Wie kriege ich nun aber die Kurve zurück zu meinem Briefroman in Fortsetzungen aus der deutschen Klassik? Am besten über einen tagesaktuellen Gedenktag: Heute vor 35 Jahren lief Werner Herzog in Paris ein. Zu Fuß nach einer dreiwöchigen Wanderung durch ein verregnetes und manchmal auch verschneites winterliches Deutschland und Frankreich. Am Abend des ersten Wandertages, dem 23. November 1974, hatte er schon in seinem Notizbuch festgehalten: "Nach diesen wenigen Kilometern zu Fuß weiß ich, daß ich nicht bei Troste bin, das Wissen kommt von den Sohlen."
In München aufgebrochen, erreichte er nach fünf Tagen die Donau, nach weiteren fünf Tagen, in denen er den tief verschneiten Schwarzwald überquerte, den Rhein. Noch viele Tage, an denen er bis zur Erschöpfung lief, folgten. "Was heute eine Extremform des medialen Spaziergehens ist, umweht hier der Hauch der Lenzschen Verwirrung", hieß es dazu vor zwei Jahren in der ZEIT. Und wozu das Ganze? War es wieder nur eine dieser verrückten Aktionen wie die in seinen Filmen, für die Herzog so berühmt ist? Er selbst sagt, es steckte mehr dahinter. Es war eine magische Handlung, eine Art schamanistischer Zauberheilung.

_AUFGABE_
Nach wie vielen Tagen erreichte Werner Herzog laut dem Textauszug über seinen Fußmarsch die Donau, wenn man vom Aufbruch in München aus zählt?

_DATEN_
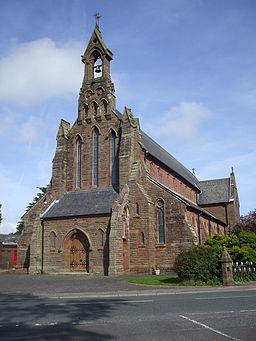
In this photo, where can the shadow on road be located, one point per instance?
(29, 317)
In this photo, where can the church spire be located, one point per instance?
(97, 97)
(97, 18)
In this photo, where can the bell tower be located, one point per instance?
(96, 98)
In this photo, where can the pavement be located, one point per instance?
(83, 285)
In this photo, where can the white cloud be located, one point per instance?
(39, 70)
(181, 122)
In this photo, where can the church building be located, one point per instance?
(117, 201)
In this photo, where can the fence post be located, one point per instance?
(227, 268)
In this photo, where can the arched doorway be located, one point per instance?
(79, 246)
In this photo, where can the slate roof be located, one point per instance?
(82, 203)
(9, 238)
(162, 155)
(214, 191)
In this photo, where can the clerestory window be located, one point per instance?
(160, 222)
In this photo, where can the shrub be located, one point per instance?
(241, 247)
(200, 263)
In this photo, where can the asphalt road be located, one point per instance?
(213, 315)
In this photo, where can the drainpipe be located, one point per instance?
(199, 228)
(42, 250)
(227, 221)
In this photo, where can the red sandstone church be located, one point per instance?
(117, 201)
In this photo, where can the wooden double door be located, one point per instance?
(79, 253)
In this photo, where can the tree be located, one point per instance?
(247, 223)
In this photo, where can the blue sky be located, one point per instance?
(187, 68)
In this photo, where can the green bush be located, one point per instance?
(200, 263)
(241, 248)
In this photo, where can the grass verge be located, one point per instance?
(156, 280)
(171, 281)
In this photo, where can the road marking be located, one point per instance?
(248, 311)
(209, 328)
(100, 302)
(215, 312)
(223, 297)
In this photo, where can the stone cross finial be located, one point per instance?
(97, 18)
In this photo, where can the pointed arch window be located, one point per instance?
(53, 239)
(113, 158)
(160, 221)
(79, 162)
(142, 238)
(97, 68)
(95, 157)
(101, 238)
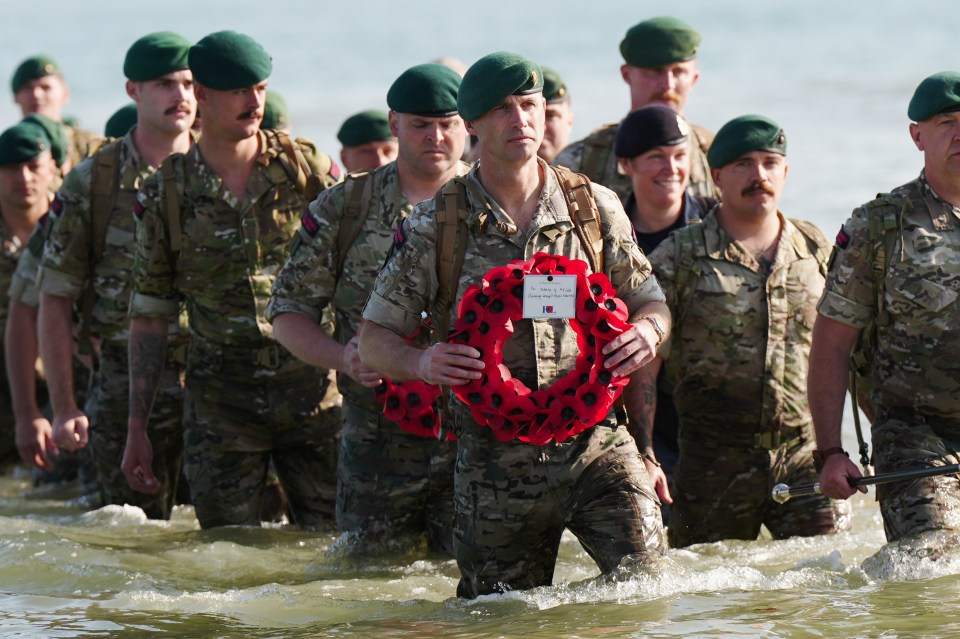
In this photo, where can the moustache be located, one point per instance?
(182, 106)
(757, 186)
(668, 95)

==

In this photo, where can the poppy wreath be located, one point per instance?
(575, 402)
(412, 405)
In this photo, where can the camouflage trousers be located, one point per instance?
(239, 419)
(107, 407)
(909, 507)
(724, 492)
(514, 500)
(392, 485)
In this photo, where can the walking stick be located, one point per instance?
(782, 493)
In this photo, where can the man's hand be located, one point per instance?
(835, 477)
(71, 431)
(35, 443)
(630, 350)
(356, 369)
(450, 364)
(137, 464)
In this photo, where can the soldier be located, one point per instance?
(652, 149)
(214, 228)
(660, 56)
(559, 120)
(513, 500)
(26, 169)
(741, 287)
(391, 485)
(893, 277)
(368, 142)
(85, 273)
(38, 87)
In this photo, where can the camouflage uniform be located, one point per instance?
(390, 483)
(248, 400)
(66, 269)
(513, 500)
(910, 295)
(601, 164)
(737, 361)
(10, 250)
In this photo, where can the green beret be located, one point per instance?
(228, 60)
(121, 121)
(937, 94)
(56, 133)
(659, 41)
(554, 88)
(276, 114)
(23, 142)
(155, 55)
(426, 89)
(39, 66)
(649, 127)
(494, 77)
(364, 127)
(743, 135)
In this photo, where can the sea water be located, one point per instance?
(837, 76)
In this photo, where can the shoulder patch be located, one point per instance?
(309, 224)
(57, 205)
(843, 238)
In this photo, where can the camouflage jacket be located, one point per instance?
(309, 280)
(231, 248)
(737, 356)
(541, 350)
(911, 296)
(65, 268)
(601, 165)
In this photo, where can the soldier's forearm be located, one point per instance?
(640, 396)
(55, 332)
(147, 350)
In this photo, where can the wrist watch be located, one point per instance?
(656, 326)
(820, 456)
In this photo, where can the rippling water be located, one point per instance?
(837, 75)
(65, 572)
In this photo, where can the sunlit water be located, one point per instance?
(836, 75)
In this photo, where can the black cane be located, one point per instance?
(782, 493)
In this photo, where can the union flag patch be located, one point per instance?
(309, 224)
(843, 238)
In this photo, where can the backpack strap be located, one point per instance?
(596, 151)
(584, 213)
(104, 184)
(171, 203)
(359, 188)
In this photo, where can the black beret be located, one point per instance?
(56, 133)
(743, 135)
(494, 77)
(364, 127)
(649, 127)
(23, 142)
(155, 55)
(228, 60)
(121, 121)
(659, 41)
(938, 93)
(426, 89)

_AUSGEARBEITETE LÖSUNG_
Nach fünf Tagen.